:: Objective 1 ::
Check the interview excerpt about offensive line positions against these statements: (a) Josh Kline played only guard at Kent State; (b) Dan Koppen is described as a center only; (c) the speaker calls it common for a lineman to play all five positions at a high level. For each, give yes or no and quote the deciding words.
:: Objective 2 ::
Summarize the interview excerpt about offensive line positions in two sentences.
:: Objective 3 ::
Pick up the interview excerpt about offensive line positions from where it stops and carry it forward.
* Begin Document section *
NC: We'll see. We'll put him out there. Probably put him inside, put him outside, it might depend on who he's working with, try him with different groups. Maybe you try him at tackle with this group, maybe he works inside with this group so I think Dante does a great job sort of moving those guys around. Ultimately we try to find what they're best position is. Like as an example a guy like Josh Kline, Josh only played guard at Kent State so we brought him here primarily as a guard only but he's been able to kind of develop the center skillset a little bit and you really don't know how that's going to go until you actually have the player here. So is he a one positon player only? Well, we don't really know until you've actually put him in that position. Like [Dan] Koppen was a center only, a really good one. Could he play guard? Well, we may have had better guards so you look at with that player, OK what is he? Is he a one positon player only? OK, then you look at relative to other players at that position. OK, well does this guy maybe have three positon value? So maybe he has a little bit more value than guy that's a one positon player only. I think we'll put them all out there. Like I said, we've played a lot of guys at different spots through the years so once he gets here we'll kind of figure out what he can do. Like I said, the whole center exercise that's just more of a guy like if he can enhance his overall versatility then that was something in the workout to see if a guy can handle a ball, snap the ball. I mean there's some dynamics involved if the guys never snapped. Maybe he can snap, he can handle the ball, he can get the ball up there with pace and he can handle the mental component. Look, it's very rare that a guy can literally play all five positions maybe at a high, high level, but if he plays them at a good level maybe that's good enough relative to the construct of the rest of your team and offensive line.

Q: How important is the level of competition these guys have played against when you are evaluating them?
* End Document section *
* Begin Entries supplied *
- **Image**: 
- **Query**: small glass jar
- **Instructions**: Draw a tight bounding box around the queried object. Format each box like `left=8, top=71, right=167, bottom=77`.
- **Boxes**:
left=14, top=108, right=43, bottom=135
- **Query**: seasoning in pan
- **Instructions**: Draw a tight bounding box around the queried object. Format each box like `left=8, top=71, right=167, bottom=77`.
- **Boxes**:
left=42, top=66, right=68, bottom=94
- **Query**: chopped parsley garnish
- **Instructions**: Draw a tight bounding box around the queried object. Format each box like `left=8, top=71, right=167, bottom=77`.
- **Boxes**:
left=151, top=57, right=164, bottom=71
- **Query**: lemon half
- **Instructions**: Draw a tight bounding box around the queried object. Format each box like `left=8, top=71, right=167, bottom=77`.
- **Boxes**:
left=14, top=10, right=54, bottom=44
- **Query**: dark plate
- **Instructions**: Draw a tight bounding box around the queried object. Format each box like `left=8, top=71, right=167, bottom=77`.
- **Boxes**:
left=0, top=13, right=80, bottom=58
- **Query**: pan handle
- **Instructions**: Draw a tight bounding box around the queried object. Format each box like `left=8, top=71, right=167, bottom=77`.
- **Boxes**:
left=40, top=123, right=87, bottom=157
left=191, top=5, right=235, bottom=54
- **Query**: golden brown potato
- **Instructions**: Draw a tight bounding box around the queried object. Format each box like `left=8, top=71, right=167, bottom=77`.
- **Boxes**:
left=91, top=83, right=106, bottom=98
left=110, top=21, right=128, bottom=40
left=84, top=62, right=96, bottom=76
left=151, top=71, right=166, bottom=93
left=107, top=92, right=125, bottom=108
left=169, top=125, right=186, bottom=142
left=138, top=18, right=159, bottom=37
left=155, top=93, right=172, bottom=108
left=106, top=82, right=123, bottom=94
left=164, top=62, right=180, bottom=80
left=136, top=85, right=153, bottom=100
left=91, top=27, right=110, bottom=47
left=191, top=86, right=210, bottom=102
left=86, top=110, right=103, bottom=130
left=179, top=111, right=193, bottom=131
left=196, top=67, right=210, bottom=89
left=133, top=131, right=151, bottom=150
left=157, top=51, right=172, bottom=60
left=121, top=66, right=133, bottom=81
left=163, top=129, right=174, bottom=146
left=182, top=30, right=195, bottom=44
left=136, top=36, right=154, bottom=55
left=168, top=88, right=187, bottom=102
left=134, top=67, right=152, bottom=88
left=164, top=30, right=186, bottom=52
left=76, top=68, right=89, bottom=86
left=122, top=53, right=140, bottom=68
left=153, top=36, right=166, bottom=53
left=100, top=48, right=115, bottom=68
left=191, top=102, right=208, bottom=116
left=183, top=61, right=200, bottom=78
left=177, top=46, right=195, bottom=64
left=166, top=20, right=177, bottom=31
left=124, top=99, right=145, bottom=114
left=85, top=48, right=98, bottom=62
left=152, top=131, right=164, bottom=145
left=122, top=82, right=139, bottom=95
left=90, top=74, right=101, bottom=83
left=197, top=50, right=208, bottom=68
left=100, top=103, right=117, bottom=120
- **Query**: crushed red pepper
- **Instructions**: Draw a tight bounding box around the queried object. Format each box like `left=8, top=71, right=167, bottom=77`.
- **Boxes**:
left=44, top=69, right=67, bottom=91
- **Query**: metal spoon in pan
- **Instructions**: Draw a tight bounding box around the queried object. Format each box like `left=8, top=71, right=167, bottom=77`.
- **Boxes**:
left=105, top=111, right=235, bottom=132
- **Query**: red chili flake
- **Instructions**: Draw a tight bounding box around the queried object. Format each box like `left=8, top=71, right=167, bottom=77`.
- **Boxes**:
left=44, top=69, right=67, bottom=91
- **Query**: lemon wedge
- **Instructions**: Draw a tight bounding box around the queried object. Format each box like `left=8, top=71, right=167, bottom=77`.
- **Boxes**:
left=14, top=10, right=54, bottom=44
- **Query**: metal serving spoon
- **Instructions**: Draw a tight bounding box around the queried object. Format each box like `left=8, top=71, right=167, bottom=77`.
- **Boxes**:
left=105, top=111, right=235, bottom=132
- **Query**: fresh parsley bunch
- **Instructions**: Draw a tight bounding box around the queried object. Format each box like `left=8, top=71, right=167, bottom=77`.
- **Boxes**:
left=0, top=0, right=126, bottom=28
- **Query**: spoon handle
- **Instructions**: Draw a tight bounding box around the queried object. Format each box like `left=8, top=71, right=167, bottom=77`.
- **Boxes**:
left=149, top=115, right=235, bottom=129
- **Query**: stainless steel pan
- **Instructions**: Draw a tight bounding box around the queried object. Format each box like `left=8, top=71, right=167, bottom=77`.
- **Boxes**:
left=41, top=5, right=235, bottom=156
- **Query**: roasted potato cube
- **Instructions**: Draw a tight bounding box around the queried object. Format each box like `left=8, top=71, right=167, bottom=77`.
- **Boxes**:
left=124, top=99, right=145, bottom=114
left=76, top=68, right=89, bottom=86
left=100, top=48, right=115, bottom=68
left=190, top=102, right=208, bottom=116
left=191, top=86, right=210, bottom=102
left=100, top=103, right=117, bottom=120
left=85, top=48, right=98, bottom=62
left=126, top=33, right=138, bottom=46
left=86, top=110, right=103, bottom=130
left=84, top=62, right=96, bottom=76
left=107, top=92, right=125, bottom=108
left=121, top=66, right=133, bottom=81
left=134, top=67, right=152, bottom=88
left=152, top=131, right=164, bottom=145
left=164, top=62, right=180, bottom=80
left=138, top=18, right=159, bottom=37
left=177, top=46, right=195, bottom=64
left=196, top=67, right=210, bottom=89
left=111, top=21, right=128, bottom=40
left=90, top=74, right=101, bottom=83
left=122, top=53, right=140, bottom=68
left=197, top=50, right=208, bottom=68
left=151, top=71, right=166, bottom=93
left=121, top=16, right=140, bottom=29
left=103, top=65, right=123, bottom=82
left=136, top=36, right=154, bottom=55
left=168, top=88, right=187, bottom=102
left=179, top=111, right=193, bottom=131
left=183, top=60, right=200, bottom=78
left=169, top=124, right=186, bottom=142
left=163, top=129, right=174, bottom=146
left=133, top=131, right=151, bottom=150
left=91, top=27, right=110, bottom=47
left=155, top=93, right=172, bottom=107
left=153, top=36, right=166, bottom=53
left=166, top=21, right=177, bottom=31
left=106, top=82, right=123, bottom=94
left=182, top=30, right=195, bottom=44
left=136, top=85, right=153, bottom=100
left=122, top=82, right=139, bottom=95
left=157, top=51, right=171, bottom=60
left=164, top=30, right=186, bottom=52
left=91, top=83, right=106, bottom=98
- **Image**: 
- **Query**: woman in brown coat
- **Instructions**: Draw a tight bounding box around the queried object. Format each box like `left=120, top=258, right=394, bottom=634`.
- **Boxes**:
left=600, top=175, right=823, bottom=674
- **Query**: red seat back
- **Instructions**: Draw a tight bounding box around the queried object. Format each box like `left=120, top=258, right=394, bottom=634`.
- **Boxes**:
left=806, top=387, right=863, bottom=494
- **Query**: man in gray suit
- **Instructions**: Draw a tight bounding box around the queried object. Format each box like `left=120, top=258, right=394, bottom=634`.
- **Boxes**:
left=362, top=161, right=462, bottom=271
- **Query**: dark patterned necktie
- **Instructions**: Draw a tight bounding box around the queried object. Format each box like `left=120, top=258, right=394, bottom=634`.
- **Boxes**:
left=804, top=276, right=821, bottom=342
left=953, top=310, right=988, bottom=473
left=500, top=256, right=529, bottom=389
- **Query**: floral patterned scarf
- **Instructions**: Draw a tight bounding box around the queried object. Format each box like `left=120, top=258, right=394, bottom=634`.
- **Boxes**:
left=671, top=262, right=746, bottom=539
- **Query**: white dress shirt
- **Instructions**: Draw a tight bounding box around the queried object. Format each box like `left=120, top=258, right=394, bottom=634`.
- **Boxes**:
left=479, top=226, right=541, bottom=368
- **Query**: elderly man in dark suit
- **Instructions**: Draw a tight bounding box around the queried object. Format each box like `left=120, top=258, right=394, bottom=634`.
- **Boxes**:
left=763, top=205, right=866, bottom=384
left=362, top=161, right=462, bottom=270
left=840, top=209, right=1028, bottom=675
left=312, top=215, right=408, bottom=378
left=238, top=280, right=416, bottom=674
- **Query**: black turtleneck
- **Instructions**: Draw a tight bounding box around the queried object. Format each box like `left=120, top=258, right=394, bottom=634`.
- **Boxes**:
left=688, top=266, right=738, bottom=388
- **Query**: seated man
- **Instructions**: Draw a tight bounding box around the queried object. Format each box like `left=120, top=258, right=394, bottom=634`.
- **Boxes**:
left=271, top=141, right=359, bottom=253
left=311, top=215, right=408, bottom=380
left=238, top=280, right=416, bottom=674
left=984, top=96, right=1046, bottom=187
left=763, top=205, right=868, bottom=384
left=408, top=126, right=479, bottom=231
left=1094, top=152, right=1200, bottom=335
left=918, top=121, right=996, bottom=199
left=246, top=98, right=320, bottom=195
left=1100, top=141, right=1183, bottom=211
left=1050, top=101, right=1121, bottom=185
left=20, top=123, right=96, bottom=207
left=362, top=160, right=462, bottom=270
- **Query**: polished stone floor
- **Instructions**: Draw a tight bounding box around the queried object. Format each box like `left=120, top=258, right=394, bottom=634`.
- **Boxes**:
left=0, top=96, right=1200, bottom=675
* End Entries supplied *
:: Task response 1 ::
(a) Yes: "Josh only played guard at Kent State"
(b) Yes: "Like [Dan] Koppen was a center only, a really good one."
(c) No: "it's very rare that a guy can literally play all five positions maybe at a high, high level"

:: Task response 2 ::
A new lineman will be tried inside and outside with different groups to find his best position, since the coaches "don't know how that's going to go" until a player is actually here, as with Josh Kline developing some center skills after playing only guard at Kent State. The speaker also says that a player who can handle several positions may be worth more than a one-position player, and that the center exercise in the workout tested whether a guy could snap and handle the ball, though playing all five positions at a high level is very rare.

:: Task response 3 ::
NC: That's a great question. It's really an important part of the evaluation when you look at, forget about North Carolina State or Thuney in particular, but when you're looking at some of the better players really you want to see them play against the best competition that they can play because inevitably that's what they're going to see on a weekly basis. They're going to have to block Jerry Hughes one week, then they're going to have to block Oliver Vernon and Wake another week, then they're going to have to block Wilkerson, Big M, they're going to have to block guys like that on a consistent basis so you start really with the best player, the best competition that they played against. That's why the Senior Bowl sometimes is a good indicator because that's under the underclassmen that's a big part of it, you're kind of seeing the best players, the best senior players throughout the country so it's a huge part of the overall evaluation because that's who they're going to be playing against. It's one thing if they do it against a lower level team, I mean look, not all teams are created equal. Not all conferences are created equal. That's just a fact. We can't control that. So when you can see them actually play against really good players or good players that are at a comparable level of competition that they're going to see every Sunday, that has to be a part of it, no question.

Q: Were you scouting Thuney and Brissett caught your eye or perhaps vice versa?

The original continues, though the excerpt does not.